§ **Görev tanımı**
Aşağıdaki satırlardan "Which spot sits on each instance of the dog's black" ifadesini içeren satırdan "x=235 y=216" ifadesini içeren satıra kadar olanları, iki uçtaki satırlar da dahil, hiçbir değişiklik yapmadan kopyalayınız.

----- Sağlanan girdiler -----

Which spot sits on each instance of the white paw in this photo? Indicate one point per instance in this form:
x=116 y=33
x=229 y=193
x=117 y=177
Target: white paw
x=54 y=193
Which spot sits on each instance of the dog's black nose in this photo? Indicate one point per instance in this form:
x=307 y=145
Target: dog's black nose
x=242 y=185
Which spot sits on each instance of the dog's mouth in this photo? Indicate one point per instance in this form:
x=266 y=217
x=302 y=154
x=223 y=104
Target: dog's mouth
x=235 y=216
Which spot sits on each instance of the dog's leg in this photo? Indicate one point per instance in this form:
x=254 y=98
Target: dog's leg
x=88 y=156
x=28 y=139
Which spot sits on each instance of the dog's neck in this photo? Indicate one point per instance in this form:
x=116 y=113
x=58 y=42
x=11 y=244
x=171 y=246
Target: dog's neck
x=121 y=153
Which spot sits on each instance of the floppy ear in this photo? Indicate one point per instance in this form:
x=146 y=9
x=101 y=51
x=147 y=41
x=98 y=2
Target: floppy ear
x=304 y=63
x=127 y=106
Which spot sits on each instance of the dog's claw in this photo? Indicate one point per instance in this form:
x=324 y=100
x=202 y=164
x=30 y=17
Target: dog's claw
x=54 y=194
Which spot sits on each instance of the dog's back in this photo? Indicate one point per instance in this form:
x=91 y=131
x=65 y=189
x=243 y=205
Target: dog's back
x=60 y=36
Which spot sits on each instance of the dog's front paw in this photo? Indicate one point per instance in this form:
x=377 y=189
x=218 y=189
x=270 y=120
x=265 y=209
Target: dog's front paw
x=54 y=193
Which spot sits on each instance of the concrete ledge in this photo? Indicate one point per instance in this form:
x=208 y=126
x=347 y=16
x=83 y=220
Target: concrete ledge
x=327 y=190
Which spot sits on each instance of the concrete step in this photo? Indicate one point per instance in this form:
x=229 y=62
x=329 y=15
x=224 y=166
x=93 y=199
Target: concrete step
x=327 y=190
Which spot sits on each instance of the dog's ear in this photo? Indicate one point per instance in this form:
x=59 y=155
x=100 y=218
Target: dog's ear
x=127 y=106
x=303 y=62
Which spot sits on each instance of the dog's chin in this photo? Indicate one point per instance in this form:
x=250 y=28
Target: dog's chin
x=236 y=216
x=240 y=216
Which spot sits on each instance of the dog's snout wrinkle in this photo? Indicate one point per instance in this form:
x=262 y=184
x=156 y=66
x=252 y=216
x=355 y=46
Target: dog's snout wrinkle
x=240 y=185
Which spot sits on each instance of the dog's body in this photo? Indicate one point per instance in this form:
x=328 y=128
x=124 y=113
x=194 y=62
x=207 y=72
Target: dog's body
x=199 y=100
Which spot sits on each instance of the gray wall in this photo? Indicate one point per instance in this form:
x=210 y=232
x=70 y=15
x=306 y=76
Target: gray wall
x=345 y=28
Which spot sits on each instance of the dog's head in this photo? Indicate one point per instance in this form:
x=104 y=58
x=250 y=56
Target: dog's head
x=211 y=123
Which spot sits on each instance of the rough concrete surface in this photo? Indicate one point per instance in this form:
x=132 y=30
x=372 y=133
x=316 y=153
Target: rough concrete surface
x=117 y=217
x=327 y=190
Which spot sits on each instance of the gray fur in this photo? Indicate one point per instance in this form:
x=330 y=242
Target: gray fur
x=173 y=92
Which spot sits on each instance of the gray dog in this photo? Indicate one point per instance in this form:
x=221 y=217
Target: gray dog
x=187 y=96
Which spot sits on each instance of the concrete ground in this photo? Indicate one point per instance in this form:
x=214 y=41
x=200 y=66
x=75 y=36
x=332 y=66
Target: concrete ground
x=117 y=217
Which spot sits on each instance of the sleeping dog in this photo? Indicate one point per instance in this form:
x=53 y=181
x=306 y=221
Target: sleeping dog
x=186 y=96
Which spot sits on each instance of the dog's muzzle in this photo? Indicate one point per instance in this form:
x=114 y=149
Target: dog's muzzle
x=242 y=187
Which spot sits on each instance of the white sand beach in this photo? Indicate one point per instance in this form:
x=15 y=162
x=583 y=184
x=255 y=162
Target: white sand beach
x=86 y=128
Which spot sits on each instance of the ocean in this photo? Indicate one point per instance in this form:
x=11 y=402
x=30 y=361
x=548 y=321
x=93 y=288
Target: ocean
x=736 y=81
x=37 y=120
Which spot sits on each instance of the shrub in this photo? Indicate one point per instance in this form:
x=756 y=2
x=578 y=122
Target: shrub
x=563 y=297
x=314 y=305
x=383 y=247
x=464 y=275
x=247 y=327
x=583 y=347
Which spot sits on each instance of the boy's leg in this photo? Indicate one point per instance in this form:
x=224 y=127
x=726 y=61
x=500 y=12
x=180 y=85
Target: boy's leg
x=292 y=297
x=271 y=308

-----

§ **Problem çözümü**
Which spot sits on each instance of the dog's black nose in this photo? Indicate one point per instance in this form:
x=307 y=145
Target: dog's black nose
x=242 y=185
Which spot sits on each instance of the dog's mouth in this photo? Indicate one point per instance in this form:
x=266 y=217
x=302 y=154
x=223 y=104
Target: dog's mouth
x=235 y=216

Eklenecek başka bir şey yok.